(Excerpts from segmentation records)
• • •
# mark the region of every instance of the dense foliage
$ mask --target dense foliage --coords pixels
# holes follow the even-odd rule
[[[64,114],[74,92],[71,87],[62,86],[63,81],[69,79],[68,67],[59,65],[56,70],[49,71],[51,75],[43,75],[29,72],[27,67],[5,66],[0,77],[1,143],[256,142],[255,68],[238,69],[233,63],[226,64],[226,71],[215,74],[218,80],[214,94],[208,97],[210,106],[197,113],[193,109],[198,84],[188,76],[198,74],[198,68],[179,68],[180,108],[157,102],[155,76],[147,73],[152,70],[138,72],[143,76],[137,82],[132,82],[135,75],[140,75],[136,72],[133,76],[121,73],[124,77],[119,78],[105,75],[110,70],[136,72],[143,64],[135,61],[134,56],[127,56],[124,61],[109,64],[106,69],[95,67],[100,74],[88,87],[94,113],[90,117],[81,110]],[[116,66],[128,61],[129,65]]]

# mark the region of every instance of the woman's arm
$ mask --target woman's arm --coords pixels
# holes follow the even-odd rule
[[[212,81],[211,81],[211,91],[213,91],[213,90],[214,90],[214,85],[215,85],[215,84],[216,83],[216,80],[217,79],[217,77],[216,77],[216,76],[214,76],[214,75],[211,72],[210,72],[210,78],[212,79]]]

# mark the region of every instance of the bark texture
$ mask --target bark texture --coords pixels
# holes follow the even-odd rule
• • •
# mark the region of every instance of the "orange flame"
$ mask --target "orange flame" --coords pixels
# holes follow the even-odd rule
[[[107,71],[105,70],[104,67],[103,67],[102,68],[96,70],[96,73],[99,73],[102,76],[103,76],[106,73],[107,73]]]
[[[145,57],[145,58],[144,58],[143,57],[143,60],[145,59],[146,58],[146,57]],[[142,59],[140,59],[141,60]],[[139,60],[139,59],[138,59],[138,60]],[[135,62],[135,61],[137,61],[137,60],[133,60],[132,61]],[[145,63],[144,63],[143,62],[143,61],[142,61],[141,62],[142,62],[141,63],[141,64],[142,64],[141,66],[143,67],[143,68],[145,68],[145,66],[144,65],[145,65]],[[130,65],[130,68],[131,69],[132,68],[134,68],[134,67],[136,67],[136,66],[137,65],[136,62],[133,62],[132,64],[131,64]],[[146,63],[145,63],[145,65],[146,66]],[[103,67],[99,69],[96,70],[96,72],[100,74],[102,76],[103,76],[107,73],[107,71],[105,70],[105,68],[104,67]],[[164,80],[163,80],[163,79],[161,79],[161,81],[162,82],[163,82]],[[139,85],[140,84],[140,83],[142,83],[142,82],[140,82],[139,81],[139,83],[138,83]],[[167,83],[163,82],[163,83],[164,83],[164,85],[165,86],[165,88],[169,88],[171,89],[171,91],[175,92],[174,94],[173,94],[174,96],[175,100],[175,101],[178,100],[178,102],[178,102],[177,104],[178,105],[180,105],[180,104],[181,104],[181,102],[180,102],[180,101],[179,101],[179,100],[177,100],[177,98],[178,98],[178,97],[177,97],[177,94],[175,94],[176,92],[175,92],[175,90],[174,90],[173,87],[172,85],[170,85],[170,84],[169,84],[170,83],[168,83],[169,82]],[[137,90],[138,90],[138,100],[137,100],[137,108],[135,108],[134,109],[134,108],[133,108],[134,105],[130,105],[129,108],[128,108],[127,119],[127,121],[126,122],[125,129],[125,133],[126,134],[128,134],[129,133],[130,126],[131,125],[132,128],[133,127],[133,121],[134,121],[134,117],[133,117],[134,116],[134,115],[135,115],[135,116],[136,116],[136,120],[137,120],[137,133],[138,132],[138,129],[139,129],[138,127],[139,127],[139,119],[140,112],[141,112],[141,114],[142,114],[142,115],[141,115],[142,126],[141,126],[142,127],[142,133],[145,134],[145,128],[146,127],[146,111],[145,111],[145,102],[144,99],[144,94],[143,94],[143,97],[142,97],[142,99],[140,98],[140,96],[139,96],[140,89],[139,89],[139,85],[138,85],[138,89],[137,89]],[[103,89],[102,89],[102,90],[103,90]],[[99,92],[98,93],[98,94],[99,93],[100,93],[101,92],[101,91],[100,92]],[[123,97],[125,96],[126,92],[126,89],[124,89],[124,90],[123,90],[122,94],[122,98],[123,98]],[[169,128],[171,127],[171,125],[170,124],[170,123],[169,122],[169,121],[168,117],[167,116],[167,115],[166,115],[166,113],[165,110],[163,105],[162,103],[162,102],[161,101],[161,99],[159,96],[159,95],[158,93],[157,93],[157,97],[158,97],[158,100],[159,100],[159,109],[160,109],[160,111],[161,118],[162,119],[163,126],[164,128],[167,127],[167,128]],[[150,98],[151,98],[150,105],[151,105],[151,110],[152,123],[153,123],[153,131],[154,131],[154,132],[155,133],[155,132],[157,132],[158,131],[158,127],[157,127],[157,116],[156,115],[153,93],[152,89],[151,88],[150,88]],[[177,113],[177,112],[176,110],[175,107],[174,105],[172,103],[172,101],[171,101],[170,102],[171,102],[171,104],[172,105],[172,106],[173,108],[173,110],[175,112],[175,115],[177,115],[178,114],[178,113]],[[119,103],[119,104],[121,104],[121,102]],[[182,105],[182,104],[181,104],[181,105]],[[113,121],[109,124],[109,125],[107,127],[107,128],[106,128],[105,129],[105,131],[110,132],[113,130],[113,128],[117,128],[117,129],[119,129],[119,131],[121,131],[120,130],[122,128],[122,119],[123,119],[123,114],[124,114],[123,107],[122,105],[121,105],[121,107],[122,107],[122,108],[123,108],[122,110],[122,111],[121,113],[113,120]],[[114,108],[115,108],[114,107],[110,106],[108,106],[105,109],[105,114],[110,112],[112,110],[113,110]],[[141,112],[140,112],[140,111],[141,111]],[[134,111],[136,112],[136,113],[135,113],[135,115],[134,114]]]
• • •
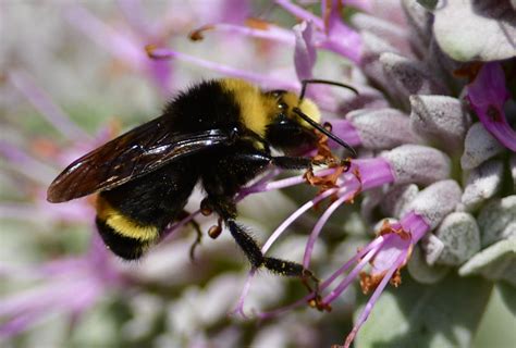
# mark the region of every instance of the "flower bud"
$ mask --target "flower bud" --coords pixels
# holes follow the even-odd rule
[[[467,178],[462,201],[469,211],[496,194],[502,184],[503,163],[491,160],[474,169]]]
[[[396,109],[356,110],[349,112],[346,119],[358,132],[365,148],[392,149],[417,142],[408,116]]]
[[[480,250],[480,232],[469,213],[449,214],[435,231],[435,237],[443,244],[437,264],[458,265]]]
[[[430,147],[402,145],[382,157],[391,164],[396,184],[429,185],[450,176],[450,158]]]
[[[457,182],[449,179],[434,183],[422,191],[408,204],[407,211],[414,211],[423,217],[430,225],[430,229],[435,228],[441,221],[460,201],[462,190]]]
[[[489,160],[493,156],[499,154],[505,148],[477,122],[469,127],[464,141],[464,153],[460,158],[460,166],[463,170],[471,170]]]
• • •
Please count the lines in the records above that contain the string "region". Give only the number.

#### EXERCISE RESULT
5